Work to be completed:
Return the listing word for word, as given.

== Segment start ==

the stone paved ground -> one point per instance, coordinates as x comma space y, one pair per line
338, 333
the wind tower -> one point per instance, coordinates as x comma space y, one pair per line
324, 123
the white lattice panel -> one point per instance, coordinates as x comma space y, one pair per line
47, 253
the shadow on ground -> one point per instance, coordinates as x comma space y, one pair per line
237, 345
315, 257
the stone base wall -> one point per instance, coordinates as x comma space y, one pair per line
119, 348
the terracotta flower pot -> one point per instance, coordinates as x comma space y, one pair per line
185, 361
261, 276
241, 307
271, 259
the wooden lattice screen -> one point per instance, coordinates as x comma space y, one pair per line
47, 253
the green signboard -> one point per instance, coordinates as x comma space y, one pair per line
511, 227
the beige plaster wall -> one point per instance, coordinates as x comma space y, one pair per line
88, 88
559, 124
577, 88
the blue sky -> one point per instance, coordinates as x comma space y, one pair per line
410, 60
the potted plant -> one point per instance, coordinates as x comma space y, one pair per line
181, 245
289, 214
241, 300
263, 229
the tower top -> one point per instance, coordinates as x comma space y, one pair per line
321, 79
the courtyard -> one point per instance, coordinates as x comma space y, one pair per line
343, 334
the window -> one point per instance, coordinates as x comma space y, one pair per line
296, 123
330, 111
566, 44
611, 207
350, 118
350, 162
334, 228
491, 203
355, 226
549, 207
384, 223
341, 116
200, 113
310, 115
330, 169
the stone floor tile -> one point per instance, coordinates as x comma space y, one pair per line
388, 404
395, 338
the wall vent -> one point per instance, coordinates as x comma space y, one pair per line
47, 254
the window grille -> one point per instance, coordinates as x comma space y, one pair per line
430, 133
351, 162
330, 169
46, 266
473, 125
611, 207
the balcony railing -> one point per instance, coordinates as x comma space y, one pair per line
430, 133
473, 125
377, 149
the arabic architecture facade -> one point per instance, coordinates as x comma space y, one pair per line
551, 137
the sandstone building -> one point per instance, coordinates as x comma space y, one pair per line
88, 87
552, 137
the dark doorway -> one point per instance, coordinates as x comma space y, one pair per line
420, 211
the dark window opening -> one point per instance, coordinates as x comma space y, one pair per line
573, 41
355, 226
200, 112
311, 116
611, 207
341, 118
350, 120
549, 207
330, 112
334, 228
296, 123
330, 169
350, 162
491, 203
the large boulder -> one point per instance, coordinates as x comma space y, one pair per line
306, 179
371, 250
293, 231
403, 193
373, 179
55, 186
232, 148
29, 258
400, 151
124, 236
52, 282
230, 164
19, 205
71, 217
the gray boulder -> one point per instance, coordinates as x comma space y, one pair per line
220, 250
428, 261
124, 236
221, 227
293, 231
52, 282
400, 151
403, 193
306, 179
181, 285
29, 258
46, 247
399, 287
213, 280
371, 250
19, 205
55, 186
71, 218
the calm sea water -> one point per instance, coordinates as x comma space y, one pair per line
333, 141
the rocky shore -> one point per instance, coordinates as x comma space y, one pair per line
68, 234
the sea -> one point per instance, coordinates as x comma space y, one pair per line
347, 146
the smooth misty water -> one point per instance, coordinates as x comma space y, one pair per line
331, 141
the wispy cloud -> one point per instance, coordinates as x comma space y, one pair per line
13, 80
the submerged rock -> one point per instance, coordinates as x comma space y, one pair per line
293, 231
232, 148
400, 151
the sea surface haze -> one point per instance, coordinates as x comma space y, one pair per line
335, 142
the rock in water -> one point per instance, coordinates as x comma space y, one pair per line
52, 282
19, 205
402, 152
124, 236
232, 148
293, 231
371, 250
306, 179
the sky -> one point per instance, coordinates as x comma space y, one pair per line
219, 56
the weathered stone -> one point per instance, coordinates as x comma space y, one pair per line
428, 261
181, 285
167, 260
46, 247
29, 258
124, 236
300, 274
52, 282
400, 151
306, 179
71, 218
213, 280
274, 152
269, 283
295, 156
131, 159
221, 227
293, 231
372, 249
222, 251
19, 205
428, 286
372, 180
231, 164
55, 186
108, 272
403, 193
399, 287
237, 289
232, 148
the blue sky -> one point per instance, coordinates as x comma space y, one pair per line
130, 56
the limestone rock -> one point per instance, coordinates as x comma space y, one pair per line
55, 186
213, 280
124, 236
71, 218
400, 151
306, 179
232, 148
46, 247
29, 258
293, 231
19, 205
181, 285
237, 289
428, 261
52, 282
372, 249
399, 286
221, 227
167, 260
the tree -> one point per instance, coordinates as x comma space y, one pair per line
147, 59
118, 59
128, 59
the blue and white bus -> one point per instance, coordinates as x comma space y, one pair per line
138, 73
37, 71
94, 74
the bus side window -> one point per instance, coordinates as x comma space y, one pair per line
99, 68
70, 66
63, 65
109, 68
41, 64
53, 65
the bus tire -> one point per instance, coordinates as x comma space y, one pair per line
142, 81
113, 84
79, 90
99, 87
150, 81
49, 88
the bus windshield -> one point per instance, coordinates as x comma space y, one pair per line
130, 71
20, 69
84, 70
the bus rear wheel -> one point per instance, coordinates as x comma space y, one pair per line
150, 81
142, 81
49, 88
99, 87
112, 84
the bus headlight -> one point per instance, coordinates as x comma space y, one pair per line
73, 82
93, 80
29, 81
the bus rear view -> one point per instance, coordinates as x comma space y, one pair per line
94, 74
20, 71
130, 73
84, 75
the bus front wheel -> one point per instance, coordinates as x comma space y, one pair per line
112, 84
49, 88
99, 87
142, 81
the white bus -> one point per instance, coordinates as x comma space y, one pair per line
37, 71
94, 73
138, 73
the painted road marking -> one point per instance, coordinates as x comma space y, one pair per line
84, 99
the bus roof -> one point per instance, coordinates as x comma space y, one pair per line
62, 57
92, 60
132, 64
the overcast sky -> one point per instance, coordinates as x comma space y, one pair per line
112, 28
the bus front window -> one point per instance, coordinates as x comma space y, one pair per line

== Segment end ==

Finished task:
the stone paved ground -> one point per instance, coordinates as x comma space y, one pair per line
338, 333
the wind tower -> one point per instance, coordinates as x comma space y, one pair per line
324, 123
the white lattice panel -> one point per instance, coordinates as x comma space y, one pair per line
47, 253
the shadow on ground -> one point per instance, coordinates as x comma space y, one pair per line
237, 345
315, 257
the stone base wall -> one point per instance, coordinates as x comma space y, one pair per line
119, 348
the terracotta flower pot -> one point per instance, coordinates as x comma space y, one pair per line
185, 361
261, 276
241, 307
271, 259
the wooden lattice screen -> one point per instance, coordinates as x comma space y, one pair per line
47, 253
the green signboard -> one point per instance, coordinates as x comma space y, one pair per line
511, 227
the beige plaster wall -> one point per instance, coordinates as x comma space y, one pair per line
88, 88
559, 124
577, 88
the blue sky -> one point per instance, coordinates as x comma space y, one pair per line
410, 60
the potted plant -> one point per instance, coordinates as x comma space y, one pair per line
181, 245
289, 214
241, 300
263, 229
the tower top -> one point per instance, coordinates as x comma space y, one pair per line
321, 79
the courtyard -> one point per instance, coordinates as x comma space y, one pair per line
343, 334
the window -> one point per instance, coordinates as x comma space y, one pair per line
296, 123
330, 111
566, 44
611, 207
350, 118
350, 162
334, 228
491, 203
355, 226
549, 207
384, 223
341, 116
200, 113
310, 115
330, 169
the stone floor tile -> one point per instance, coordinates as x comma space y, one pair per line
388, 404
395, 338
the wall vent -> one point per instance, coordinates as x comma space y, one pair per line
47, 254
the window grille -> one point per instance, coordinates as x comma space y, one pair per line
430, 133
351, 162
330, 169
46, 266
473, 125
611, 207
the balcony railing -> one point per instance, coordinates as x comma space y, one pair per line
430, 133
473, 125
377, 149
the arabic architecture facade -> one point per instance, coordinates as x comma space y, one pair per line
551, 137
the sandstone building -> one point per instance, coordinates as x comma space y, one pair per line
88, 87
552, 137
the dark doorway -> one point per instance, coordinates as x comma space y, one pair per line
420, 211
the dark window opening -> one point per instance, coordinates as x comma space y, one pair per line
573, 41
355, 226
200, 112
311, 116
611, 207
341, 118
350, 120
549, 207
330, 112
334, 228
296, 123
330, 169
350, 162
491, 203
the large boulder -> one point per instance, coordinates as x comma space y, one pair per line
306, 179
371, 250
293, 231
403, 193
373, 179
55, 186
232, 148
29, 258
400, 151
124, 236
52, 282
230, 164
19, 205
71, 217
the gray boulder -> one point per instance, coordinates as x comma space y, one pair per line
220, 250
428, 261
124, 236
221, 227
293, 231
52, 282
400, 151
403, 193
306, 179
181, 285
29, 258
46, 247
399, 287
213, 280
371, 250
19, 205
55, 186
71, 218
the calm sea water -> one point per instance, coordinates as x comma space y, one pair per line
333, 141
the rocky shore -> one point per instance, coordinates as x comma space y, one pair per line
68, 234
the sea -> one point per instance, coordinates as x comma space y, one pair per line
347, 146
the smooth misty water -> one point per instance, coordinates as x comma space y, one pair per line
331, 141
the wispy cloud -> one point per instance, coordinates as x comma space y, one pair per line
13, 80
the submerged rock -> one point per instance, coordinates as x comma space y, one pair per line
293, 231
232, 148
400, 151
the sea surface haze -> one point per instance, coordinates as x comma space y, one pair per line
335, 142
the rock in water -> one point per instance, coordinates as x comma space y, one pair per line
52, 282
19, 205
402, 152
124, 236
232, 148
293, 231
371, 250
306, 179
the sky -> one point per instance, coordinates as x comma space y, one pair per line
219, 56
the weathered stone -> one point per instance, coordinates as x comma space y, one pair per line
428, 261
181, 285
167, 260
46, 247
29, 258
124, 236
300, 274
52, 282
400, 151
306, 179
71, 218
213, 280
274, 152
269, 283
295, 156
131, 159
221, 227
293, 231
372, 249
222, 251
19, 205
428, 286
372, 180
231, 164
55, 186
108, 272
403, 193
399, 287
237, 289
232, 148
the blue sky -> one point per instance, coordinates as x comma space y, one pair per line
130, 56
the limestone rock -> one point per instance, coordinates as x comma space y, one pair per line
55, 186
213, 280
124, 236
71, 218
400, 151
306, 179
232, 148
46, 247
29, 258
293, 231
19, 205
181, 285
237, 289
428, 261
52, 282
372, 249
399, 286
221, 227
167, 260
the tree -> one point per instance, coordinates as x comma space y, one pair per line
147, 59
118, 59
128, 59
the blue and white bus -> one point per instance, coordinates as x comma space y, one pair per line
138, 73
37, 71
94, 74
the bus side window -> one point per instance, coordinates as x comma space y, one pair per line
99, 68
70, 66
63, 65
109, 68
41, 64
53, 65
the bus tire -> one point per instance, coordinates as x comma space y, one pair per line
142, 81
113, 84
79, 90
99, 87
150, 81
49, 88
the bus windshield -> one point per instance, coordinates as x comma space y, one pair per line
130, 71
20, 69
84, 70
the bus rear wheel -> one point per instance, coordinates as x comma space y, one pair per line
150, 81
142, 81
49, 88
99, 87
112, 84
the bus headlight -> one point per instance, coordinates as x comma space y, one pair per line
73, 82
93, 80
29, 81
the bus rear view -> one point per instance, coordinates as x comma space y, one pair per line
94, 74
20, 71
130, 73
84, 75
the bus front wheel -> one point per instance, coordinates as x comma space y, one pair per line
112, 84
49, 88
99, 87
142, 81
the white bus -> one point per instance, coordinates as x comma space y, one pair per line
37, 71
94, 73
138, 73
the painted road marking -> one point per instance, coordinates as x comma space y, one pair per line
84, 99
the bus roof -> one point per instance, coordinates as x comma space y, one pair per line
62, 57
92, 60
132, 64
the overcast sky -> one point per instance, coordinates as x comma space y, one pair per line
112, 28
the bus front window -> one point per instance, coordinates as x comma space y, one pair per line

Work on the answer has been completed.